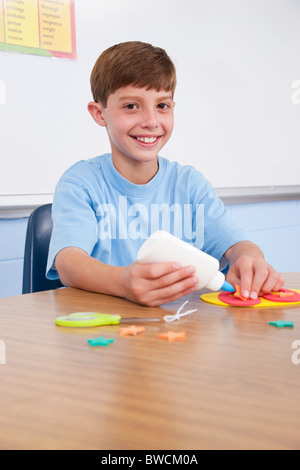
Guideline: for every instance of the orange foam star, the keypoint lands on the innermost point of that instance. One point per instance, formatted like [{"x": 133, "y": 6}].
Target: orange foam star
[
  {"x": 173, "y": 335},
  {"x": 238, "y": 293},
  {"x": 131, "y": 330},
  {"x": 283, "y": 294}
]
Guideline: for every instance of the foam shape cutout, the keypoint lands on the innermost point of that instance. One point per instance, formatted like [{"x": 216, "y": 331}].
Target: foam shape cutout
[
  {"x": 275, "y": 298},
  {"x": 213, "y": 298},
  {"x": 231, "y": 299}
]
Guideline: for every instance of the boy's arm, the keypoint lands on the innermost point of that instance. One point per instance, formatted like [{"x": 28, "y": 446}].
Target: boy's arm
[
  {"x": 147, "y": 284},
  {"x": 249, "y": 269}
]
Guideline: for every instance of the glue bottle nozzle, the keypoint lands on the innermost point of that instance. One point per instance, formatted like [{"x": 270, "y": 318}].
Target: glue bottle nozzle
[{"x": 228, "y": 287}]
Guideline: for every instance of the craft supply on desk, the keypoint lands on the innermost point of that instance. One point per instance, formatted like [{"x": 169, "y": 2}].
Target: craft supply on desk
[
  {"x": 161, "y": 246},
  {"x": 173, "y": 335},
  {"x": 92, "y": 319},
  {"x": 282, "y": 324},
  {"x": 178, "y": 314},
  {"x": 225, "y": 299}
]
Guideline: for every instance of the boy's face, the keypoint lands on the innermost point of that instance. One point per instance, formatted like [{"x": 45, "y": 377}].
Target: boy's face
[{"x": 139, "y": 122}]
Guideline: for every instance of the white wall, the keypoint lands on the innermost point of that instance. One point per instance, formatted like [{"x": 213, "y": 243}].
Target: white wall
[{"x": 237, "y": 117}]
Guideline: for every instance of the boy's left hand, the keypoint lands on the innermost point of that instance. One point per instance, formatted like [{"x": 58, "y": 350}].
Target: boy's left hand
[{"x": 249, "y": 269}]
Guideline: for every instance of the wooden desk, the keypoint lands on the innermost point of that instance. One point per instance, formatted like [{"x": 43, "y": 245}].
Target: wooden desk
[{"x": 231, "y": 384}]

* * *

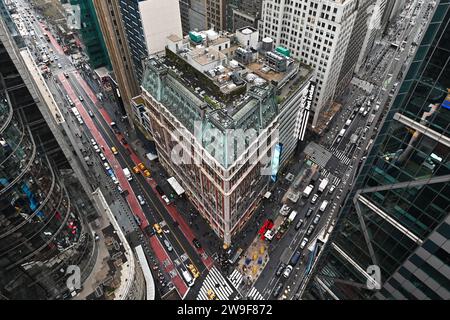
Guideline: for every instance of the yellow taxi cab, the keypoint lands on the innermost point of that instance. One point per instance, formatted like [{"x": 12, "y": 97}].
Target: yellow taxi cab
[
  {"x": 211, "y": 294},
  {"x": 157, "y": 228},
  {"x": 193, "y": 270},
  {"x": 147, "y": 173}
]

--

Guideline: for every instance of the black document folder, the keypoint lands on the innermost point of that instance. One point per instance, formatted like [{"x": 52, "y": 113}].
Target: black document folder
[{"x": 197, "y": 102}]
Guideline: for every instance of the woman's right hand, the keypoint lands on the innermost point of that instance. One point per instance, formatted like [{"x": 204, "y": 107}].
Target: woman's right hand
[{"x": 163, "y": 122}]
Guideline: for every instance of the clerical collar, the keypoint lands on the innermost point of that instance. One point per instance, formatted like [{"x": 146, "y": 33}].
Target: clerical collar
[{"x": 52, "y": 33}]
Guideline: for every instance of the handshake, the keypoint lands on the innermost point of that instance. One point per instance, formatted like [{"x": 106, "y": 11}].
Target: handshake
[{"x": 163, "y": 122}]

### Task requirements:
Look through the data above and return exactly the lines from the one that contains "Guideline: for every instance of the woman's" to the one that contains "Guideline: for every instance of the handshake, the", inclusive, with nothing else.

### Written solution:
Guideline: for every instance of the woman's right hand, the keypoint lands on the innermost point of that instance. One point per instance, formatted like [{"x": 204, "y": 107}].
Target: woman's right hand
[{"x": 163, "y": 122}]
Guideline: for every instance of the clerical collar, the keypoint lands on the innermost point of that instance. One point per instance, formatted like [{"x": 146, "y": 33}].
Target: clerical collar
[{"x": 52, "y": 33}]
Guideline: for every instance of the handshake, the keypoint lands on the innermost point of that instance. One point per instance, formatted like [{"x": 106, "y": 11}].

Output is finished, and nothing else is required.